All of the entries below should be copied exactly as they appear.

- - - - -

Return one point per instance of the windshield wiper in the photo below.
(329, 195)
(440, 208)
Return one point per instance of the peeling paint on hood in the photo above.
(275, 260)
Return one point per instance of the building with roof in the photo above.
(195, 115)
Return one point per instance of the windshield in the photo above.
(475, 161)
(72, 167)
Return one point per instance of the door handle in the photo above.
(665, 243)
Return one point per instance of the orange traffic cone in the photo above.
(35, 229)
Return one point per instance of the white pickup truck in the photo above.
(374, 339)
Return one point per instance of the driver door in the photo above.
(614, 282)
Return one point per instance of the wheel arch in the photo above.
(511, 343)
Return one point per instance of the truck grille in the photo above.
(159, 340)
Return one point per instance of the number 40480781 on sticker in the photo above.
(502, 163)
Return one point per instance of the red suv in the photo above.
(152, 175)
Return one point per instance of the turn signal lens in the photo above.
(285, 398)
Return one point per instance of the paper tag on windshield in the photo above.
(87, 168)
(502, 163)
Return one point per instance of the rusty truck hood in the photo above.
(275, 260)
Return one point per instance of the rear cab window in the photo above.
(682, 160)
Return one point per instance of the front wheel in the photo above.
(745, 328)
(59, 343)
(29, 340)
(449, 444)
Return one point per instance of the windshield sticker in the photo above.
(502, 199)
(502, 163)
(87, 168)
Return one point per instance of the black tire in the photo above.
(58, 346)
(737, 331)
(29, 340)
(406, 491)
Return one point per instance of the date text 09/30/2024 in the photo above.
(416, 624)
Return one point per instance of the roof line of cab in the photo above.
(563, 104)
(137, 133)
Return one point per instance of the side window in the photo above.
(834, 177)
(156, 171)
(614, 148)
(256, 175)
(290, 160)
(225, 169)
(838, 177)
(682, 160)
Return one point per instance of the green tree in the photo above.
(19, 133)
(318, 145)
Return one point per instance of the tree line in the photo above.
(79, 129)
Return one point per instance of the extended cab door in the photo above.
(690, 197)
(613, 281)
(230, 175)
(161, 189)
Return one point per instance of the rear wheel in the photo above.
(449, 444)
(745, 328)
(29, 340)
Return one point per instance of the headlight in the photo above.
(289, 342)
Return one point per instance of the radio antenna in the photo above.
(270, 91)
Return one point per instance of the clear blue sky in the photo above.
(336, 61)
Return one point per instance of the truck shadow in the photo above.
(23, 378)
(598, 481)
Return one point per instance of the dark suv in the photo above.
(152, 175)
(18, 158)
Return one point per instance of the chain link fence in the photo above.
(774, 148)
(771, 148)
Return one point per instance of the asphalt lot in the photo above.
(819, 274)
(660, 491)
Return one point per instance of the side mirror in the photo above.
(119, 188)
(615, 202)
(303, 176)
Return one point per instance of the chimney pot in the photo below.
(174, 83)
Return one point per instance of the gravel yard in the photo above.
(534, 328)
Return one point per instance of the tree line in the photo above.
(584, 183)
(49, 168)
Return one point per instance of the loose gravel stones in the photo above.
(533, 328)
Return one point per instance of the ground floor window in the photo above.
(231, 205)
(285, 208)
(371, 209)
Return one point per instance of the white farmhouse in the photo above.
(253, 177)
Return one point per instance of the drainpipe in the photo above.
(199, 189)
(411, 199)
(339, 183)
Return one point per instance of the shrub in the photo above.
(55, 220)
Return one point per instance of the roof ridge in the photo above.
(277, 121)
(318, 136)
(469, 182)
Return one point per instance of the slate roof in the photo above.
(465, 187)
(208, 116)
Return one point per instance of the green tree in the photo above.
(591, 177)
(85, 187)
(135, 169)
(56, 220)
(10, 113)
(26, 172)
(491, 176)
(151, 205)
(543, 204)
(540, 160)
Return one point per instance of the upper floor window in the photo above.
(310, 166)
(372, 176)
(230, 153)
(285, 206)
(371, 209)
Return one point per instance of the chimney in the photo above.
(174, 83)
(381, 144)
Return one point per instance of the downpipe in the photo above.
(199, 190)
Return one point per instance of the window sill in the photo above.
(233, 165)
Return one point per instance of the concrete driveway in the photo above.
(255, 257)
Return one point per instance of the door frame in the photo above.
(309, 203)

- - - - -

▶ **Written answer**
Return one point per instance of the windshield wiper in the photo below.
(329, 195)
(440, 208)
Return one point per instance of the peeling paint on hood in the photo above.
(275, 260)
Return one point per instance of the building with roof in the photo above.
(195, 115)
Return one point per instance of the windshield in the photo above.
(475, 161)
(72, 167)
Return one point per instance of the door handle in the photo above.
(665, 243)
Return one point per instance of the orange traffic cone in the photo above.
(35, 229)
Return one point per instance of the white pickup truck in the photo above.
(374, 339)
Return one point per instance of the driver door in the photo above.
(614, 282)
Return one point per instance of the wheel arch in the photo above.
(511, 343)
Return one point per instance of the truck grille in the photo above.
(159, 340)
Return one point per instance of the number 40480781 on sticker in the photo above.
(502, 163)
Return one point per instance of the red suv in the photo above.
(152, 175)
Return one point per instance of the turn signal lens in the photo above.
(285, 398)
Return one point per instance of the paper tag on windshield in the photo above.
(87, 168)
(502, 163)
Return one point per instance of the rusty truck hood in the photo above.
(275, 260)
Return one point per instance of the rear cab window in the photo above.
(682, 160)
Return one point per instance of the front wheel in the photo above.
(745, 328)
(59, 343)
(29, 340)
(449, 444)
Return one point per instance of the windshield sticker in the photo above.
(502, 199)
(502, 163)
(87, 168)
Return one point per instance of the black tire in the photo above.
(58, 346)
(737, 331)
(29, 340)
(406, 491)
Return one point per instance of the date text 09/30/2024 in the photo above.
(416, 624)
Return one point per instance of the roof line of cab in the photo above.
(563, 104)
(137, 133)
Return one point per instance of the side window in the photo above.
(834, 177)
(156, 171)
(614, 148)
(256, 175)
(290, 160)
(225, 169)
(838, 177)
(682, 160)
Return one point per instance of the green tree in the photo above.
(19, 133)
(318, 145)
Return one point per instance of the tree line in the photo above.
(79, 129)
Return one point per instance of the extended cab door in the photo above.
(690, 197)
(613, 281)
(230, 175)
(161, 189)
Return one point per instance of the rear wheel in the photo above.
(449, 444)
(745, 328)
(29, 340)
Return one point per instance of the headlight in the photo above.
(289, 342)
Return one point per instance of the radio antenna in the photo above.
(270, 91)
Return one point per instance of the clear blue sky in the photo above.
(336, 61)
Return one point per instance of the truck shadow in the photo above.
(23, 378)
(598, 481)
Return one point per instance of the dark suv in the photo above.
(152, 175)
(18, 158)
Return one point per instance of the chain link fence in the photo above.
(774, 148)
(771, 148)
Return one point per instance of the asphalt lot in the photo above.
(819, 274)
(660, 491)
Return one point per instance of the side mirror in the photo above.
(119, 188)
(615, 202)
(303, 176)
Return one point per instance of the chimney pot in the photo below.
(174, 83)
Return one point per instance of the gravel yard in the photo above.
(534, 328)
Return one point per instance of the tree line in the photo above.
(584, 183)
(49, 168)
Return one point per instance of the loose gravel stones in the photo above.
(533, 328)
Return one point per instance of the ground floor window in the photo above.
(231, 205)
(285, 208)
(371, 209)
Return one point per instance of the white farmhouse in the photo above.
(253, 177)
Return one point per instance of the drainpipe in the photo above.
(199, 189)
(411, 199)
(339, 183)
Return one point per instance of the shrub in the photo above.
(55, 220)
Return one point per instance of the roof ridge in the photo above.
(277, 121)
(318, 136)
(469, 182)
Return one point per instance of the slate roof in the photo above.
(465, 187)
(208, 116)
Return one point per instance of the green tree in the photo above.
(591, 177)
(85, 187)
(135, 169)
(56, 220)
(10, 113)
(26, 172)
(491, 176)
(151, 205)
(543, 204)
(540, 160)
Return one point per instance of the upper floor window in the photo above.
(310, 166)
(372, 176)
(230, 153)
(285, 206)
(371, 209)
Return one point per instance of the chimney in the photo above.
(174, 83)
(381, 144)
Return one point per instance of the downpipe in the photo above.
(199, 190)
Return one point per instance of the window sill in the photo above.
(233, 165)
Return one point per instance of the concrete driveway in the photo above.
(255, 257)
Return one point per instance of the door frame in the photo above.
(309, 203)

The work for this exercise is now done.